◆ Aim of the task: Convert the records below into a JSON list of strings, with each line as its own string and blank lines omitted.

◆ Data shown:
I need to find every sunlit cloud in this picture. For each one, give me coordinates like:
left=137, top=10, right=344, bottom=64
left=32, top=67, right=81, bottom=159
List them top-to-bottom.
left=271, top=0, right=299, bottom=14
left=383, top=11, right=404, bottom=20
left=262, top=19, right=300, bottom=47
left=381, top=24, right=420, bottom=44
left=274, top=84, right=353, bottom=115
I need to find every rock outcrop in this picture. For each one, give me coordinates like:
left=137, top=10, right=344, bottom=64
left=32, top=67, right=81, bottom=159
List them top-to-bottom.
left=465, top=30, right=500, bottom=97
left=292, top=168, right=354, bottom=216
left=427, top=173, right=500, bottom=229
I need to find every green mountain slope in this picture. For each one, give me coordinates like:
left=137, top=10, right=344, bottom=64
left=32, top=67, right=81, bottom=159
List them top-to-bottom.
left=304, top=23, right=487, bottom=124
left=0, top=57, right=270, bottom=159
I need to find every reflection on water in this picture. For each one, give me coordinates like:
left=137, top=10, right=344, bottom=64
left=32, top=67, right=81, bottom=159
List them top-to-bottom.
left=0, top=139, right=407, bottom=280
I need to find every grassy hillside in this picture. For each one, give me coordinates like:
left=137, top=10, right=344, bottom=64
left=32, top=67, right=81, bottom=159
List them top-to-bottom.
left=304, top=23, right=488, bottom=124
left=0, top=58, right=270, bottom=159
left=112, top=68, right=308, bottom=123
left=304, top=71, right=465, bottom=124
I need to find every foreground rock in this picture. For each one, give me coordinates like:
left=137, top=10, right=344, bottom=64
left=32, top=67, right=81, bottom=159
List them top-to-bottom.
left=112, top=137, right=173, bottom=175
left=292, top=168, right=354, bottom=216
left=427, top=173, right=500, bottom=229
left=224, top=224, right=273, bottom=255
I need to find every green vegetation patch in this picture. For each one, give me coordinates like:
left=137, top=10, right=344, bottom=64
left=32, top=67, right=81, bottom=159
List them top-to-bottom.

◆ Answer for the task:
[
  "I need to find every sunlit cloud in this picture. For each one, give me coordinates like:",
  "left=137, top=10, right=344, bottom=64",
  "left=32, top=67, right=81, bottom=159",
  "List them top-to-bottom.",
  "left=271, top=0, right=299, bottom=14",
  "left=383, top=11, right=404, bottom=20",
  "left=262, top=19, right=300, bottom=47",
  "left=381, top=24, right=420, bottom=44",
  "left=274, top=84, right=353, bottom=115",
  "I need to find every rock outcrop in this picture. For each one, give me coordinates like:",
  "left=137, top=10, right=344, bottom=64",
  "left=32, top=67, right=81, bottom=159",
  "List them top-to-bottom.",
  "left=465, top=30, right=500, bottom=97",
  "left=292, top=168, right=354, bottom=216",
  "left=427, top=173, right=500, bottom=229",
  "I need to find every green mountain slope in this picture. For each one, give me coordinates like:",
  "left=137, top=10, right=344, bottom=64",
  "left=32, top=67, right=81, bottom=159",
  "List them top-to-bottom.",
  "left=304, top=23, right=487, bottom=124",
  "left=0, top=57, right=270, bottom=159",
  "I need to find every reflection on water in this picture. For each one, give me coordinates like:",
  "left=137, top=10, right=344, bottom=64",
  "left=32, top=67, right=81, bottom=159",
  "List them top-to-bottom.",
  "left=0, top=139, right=407, bottom=280",
  "I need to find every grassy hillside in this picture. For each one, give me coordinates like:",
  "left=137, top=10, right=344, bottom=64",
  "left=32, top=67, right=81, bottom=159",
  "List them top-to-bottom.",
  "left=304, top=23, right=488, bottom=124",
  "left=0, top=58, right=270, bottom=159",
  "left=112, top=68, right=308, bottom=123",
  "left=304, top=71, right=465, bottom=124",
  "I need to find every foreground rock in this picture. For each one, give me coordinates like:",
  "left=137, top=10, right=344, bottom=64",
  "left=32, top=67, right=81, bottom=159",
  "List them top-to-bottom.",
  "left=112, top=137, right=173, bottom=175",
  "left=292, top=168, right=354, bottom=216",
  "left=427, top=173, right=500, bottom=229",
  "left=224, top=224, right=273, bottom=255",
  "I need to find every green vegetation patch in this picture. For each one, give me coordinates like:",
  "left=137, top=10, right=344, bottom=64",
  "left=32, top=67, right=81, bottom=159",
  "List them top-to-bottom."
]